CONSIGNE 1:
Répondez à ces questions d'après le texte sur les faucons du Panjshir :
(a) Comment s'appellent le mâle et la femelle ?
(b) Combien d'œufs avaient déjà éclos à l'arrivée du narrateur en juillet 2001 ?
(c) Vers où l'aigle bat-il en retraite à la fin du combat ?
CONSIGNE 2: Reprenez le texte sur les faucons du Panjshir à la suite de sa dernière phrase et poursuivez le récit.

Par sa beauté, sa force et son courage, il est depuis longtemps le symbole de la liberté ; sa fierté quasi aristocratique en fait le roi des oiseaux. On le reconnaît à ses longues ailes effilées, son dos bleu ardoise, sa poitrine blanche et le heaume de taches noires qui orne sa tête. L’espèce est en voie de disparition et ceux-ci sont l’un des derniers couples vivant dans la vallée du Panjshir ! Le mâle s’appelle « Amer Saheb ». La femelle est « Pari ».
A mon arrivée en juillet 2001, six œufs avaient déjà éclos. Pari assure le plus souvent la surveillance des petits, pendant qu’Amer Saheb se charge de la nourriture. Le sixième jour, je l’ai vu décrire un large cercle, haut dans le ciel azur, puis fondre comme une flèche sur un aigle doré bantali, beaucoup plus gros que lui. Les faucons afghans détestent ces oiseaux bantalis. Qui détruisent leurs nids et mangent parfois leurs petits. Alors qu’Amer Saheb pique vers l’intrus, celui-ci se met sur le dos, toutes serres dehors. Sans se laisser intimider, Amer Saheb saisit les pattes de son adversaire et l’entraîne en spirale vers le sol. L’aigle se dégage et revient vers Amer Saheb. C’est compter sans Pari, qui quitte son aire et vole à la rescousse. Pareils à des faucilles exécutant un duo, les deux faucons panjshiris se croisent. Attaqué brutalement des deux côtés à la fois, l’aigle esquive l’un pour se retrouver face aux serres de l’autre, et finalement bat en retraite vers Shamali. Le vol des deux faucons a été une décharge d’énergie pure, fulgurante comme l’éclair.

DONNÉES:

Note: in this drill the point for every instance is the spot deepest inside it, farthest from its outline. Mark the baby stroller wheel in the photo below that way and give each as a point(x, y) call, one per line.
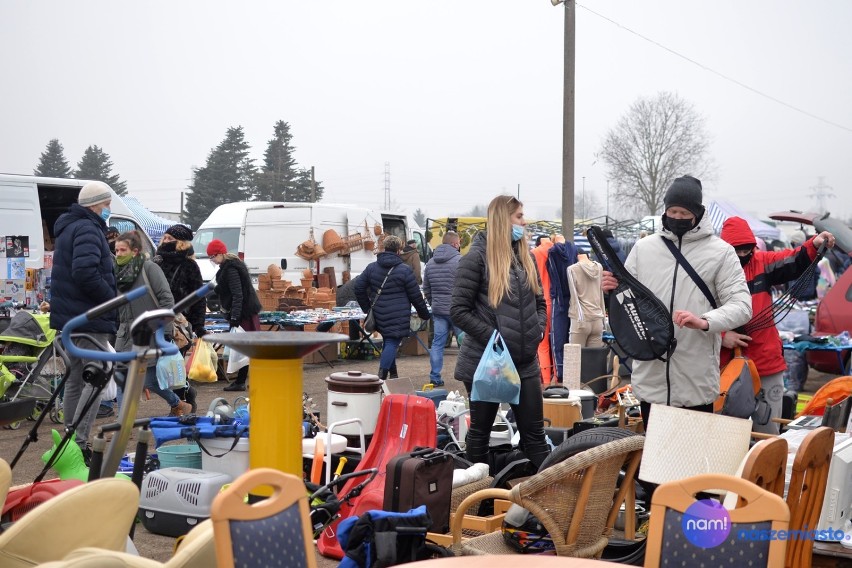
point(57, 416)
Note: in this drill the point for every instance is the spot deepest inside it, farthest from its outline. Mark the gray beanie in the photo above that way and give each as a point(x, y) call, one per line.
point(93, 193)
point(685, 192)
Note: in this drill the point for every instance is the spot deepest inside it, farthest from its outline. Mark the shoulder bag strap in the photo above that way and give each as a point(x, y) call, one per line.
point(379, 293)
point(691, 271)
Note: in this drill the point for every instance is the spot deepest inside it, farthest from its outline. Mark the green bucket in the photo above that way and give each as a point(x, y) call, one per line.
point(180, 455)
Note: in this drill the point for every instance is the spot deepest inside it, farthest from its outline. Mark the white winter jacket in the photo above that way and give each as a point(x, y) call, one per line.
point(693, 373)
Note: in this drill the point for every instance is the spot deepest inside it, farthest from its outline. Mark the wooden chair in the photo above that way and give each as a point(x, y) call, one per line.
point(667, 542)
point(576, 500)
point(806, 491)
point(272, 532)
point(766, 466)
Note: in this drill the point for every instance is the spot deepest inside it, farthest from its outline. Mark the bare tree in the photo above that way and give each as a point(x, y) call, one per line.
point(657, 140)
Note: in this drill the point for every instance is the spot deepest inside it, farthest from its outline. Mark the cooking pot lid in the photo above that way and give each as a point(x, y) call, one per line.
point(353, 379)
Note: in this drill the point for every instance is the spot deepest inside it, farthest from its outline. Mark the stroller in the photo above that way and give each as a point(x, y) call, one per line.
point(32, 366)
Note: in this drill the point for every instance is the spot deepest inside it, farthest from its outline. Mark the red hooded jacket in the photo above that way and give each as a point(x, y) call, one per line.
point(764, 270)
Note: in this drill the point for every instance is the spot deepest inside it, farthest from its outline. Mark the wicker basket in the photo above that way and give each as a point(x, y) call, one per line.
point(331, 241)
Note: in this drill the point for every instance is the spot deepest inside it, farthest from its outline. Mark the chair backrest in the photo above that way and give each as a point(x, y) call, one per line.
point(670, 534)
point(273, 531)
point(577, 500)
point(97, 514)
point(807, 491)
point(766, 466)
point(5, 481)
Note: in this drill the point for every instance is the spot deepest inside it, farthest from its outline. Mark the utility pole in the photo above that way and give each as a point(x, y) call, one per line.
point(568, 120)
point(821, 192)
point(387, 186)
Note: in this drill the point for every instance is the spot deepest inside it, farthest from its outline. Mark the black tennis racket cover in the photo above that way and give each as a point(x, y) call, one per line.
point(640, 322)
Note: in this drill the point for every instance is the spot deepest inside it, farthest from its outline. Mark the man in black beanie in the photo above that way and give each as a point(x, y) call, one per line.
point(690, 378)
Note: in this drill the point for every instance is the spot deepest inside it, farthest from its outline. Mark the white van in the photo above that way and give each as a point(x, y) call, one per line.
point(268, 232)
point(29, 208)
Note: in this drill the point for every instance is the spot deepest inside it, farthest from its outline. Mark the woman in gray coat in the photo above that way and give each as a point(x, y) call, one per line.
point(133, 270)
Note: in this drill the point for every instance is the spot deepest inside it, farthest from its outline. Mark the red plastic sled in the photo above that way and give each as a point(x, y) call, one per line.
point(405, 421)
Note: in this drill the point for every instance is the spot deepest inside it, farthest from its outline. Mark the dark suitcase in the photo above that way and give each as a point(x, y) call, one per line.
point(423, 477)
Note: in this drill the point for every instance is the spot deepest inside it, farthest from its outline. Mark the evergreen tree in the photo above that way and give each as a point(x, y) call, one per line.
point(97, 165)
point(228, 176)
point(280, 179)
point(52, 162)
point(278, 173)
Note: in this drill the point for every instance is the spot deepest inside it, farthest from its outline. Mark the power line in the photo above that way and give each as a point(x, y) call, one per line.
point(722, 75)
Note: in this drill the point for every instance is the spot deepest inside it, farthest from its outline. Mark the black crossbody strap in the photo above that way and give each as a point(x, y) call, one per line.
point(379, 293)
point(691, 271)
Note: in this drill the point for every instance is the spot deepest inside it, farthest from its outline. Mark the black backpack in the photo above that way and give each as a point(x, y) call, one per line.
point(640, 322)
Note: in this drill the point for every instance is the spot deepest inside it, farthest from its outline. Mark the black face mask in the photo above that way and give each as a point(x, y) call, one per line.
point(678, 226)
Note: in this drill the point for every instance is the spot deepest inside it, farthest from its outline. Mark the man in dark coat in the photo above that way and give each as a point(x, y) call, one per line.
point(438, 279)
point(389, 288)
point(411, 257)
point(83, 278)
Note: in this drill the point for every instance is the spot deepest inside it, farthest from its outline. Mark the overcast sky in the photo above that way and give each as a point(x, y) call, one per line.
point(463, 99)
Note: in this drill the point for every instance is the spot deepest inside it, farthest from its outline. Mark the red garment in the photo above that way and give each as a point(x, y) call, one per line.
point(764, 270)
point(545, 357)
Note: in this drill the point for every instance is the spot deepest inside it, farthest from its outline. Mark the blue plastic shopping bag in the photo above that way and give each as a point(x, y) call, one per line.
point(496, 378)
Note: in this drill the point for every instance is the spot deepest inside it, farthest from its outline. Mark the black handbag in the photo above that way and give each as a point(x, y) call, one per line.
point(370, 320)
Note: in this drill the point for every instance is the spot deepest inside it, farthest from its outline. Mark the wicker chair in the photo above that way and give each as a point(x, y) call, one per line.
point(576, 500)
point(668, 544)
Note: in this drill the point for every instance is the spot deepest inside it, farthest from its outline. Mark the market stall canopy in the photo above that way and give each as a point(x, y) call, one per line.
point(153, 224)
point(718, 211)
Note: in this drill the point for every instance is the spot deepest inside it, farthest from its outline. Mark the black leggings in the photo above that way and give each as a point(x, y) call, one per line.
point(528, 416)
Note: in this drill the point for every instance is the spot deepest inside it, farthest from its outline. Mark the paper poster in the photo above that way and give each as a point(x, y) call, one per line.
point(16, 268)
point(15, 290)
point(17, 246)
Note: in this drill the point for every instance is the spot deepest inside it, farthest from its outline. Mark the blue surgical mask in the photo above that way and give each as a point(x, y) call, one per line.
point(517, 232)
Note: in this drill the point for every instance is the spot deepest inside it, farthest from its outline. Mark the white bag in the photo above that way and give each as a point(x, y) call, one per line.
point(236, 360)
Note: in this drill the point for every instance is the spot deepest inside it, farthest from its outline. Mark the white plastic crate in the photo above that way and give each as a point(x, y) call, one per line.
point(175, 499)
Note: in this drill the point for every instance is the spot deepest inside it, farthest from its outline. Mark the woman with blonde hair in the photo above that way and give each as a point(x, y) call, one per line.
point(497, 287)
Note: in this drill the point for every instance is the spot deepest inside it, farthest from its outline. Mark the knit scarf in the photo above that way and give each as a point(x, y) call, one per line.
point(126, 275)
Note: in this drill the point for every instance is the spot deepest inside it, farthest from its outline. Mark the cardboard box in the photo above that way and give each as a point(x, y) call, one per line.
point(411, 346)
point(330, 351)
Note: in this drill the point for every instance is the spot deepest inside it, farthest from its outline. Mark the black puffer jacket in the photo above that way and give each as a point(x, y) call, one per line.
point(520, 317)
point(393, 308)
point(184, 278)
point(236, 293)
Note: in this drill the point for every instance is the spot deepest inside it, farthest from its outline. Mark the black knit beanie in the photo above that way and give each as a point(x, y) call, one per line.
point(180, 232)
point(685, 192)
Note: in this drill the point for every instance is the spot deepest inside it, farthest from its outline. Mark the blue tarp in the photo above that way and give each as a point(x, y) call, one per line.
point(718, 211)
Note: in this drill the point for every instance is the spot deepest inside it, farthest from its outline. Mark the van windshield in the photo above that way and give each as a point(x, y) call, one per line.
point(229, 236)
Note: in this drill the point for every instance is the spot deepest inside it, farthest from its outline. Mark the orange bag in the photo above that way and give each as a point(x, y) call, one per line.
point(734, 383)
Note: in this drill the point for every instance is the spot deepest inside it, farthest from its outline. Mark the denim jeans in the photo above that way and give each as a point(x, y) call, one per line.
point(390, 345)
point(441, 325)
point(153, 385)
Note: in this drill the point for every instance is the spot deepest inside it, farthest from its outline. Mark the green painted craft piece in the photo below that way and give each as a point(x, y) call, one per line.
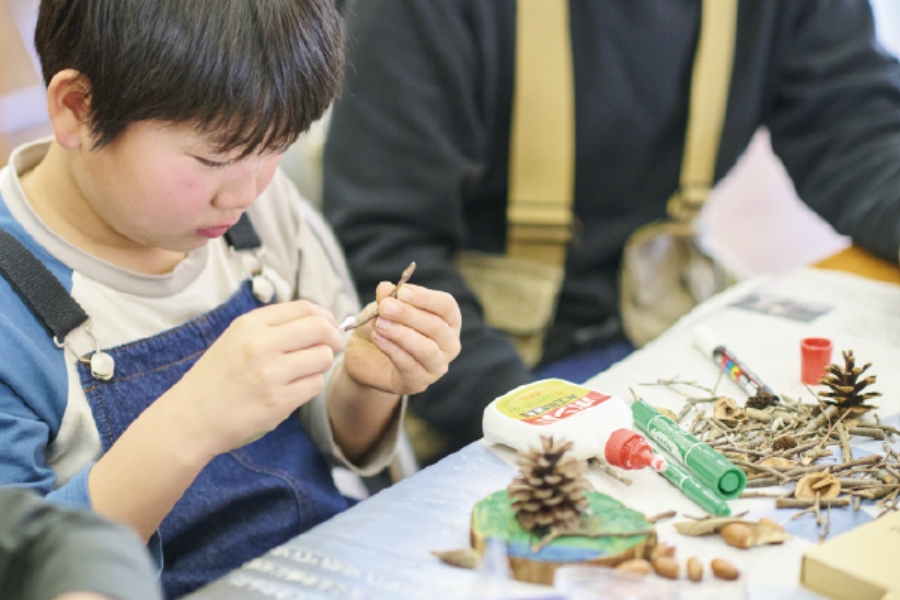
point(493, 517)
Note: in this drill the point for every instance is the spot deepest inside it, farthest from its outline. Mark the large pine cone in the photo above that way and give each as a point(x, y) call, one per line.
point(845, 384)
point(549, 490)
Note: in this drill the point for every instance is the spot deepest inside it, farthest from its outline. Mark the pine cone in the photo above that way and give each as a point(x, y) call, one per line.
point(785, 442)
point(845, 383)
point(761, 400)
point(549, 490)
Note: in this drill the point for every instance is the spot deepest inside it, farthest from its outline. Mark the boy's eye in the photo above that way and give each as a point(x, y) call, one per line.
point(211, 163)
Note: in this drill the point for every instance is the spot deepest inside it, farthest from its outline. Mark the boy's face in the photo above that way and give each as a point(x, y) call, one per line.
point(165, 186)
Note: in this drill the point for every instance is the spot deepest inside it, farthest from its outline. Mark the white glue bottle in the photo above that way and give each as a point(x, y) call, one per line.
point(598, 425)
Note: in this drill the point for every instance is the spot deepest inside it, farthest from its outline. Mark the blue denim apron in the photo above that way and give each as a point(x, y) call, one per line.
point(244, 502)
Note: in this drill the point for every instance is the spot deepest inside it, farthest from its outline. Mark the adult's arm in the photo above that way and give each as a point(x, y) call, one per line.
point(406, 148)
point(46, 551)
point(835, 120)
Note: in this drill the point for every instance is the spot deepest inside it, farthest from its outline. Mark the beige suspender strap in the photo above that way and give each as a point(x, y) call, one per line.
point(542, 141)
point(710, 83)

RÉPONSE 1:
(a) Le mâle s'appelle « Amer Saheb » et la femelle « Pari ».
(b) Six œufs avaient déjà éclos.
(c) L'aigle bat en retraite vers Shamali.

RÉPONSE 2:
Plus les petits grandissent, plus les parents intensifient leur chasse. Mais le 8 septembre Amer Saheb, disparaît. Les heures passent, et je suis de plus en plus inquiet. Je sais que les faucons afghans sont fidèles l’un à l’autre pendant des années, ne se séparant que l’été. Qu’est-il arrivé à Amer Saheb ? Le 9 septembre 2001, Pari adopte un comportement bizarre. Elle chasse moins et, après avoir nourri ses six petits, reste immobile pendant des heures au bord de la falaise. Je l’entends dans la nuit appeler son compagnon. Mais seul le vent répond à la tendresse de son appel ! Le corps droit et tendu, la tête tournée vers le ciel, elle pousse alors une sorte de gémissement d’animal blessé. La plainte se répercute en écho sur les parois de schiste. Le lendemain, elle reste sans chasser ni manger, plus figée qu’une statue. Si Amer Saheb est effectivement parti. Pari ne pourra pas retrouver de mâle avant l’année prochaine, et elle se refuse d’aller à la chasse, les petits vont mourir. C’est fini me dis-je. Mais elle revient avec de la nourriture pour les petits ! La réaction s’est faite au petit matin, lui rendant force et détermination. Pendant toute la journée, elle s’active du matin au soir et chasse avec une ardeur renouvelée. Elle ne s’est pas laissée vaincre.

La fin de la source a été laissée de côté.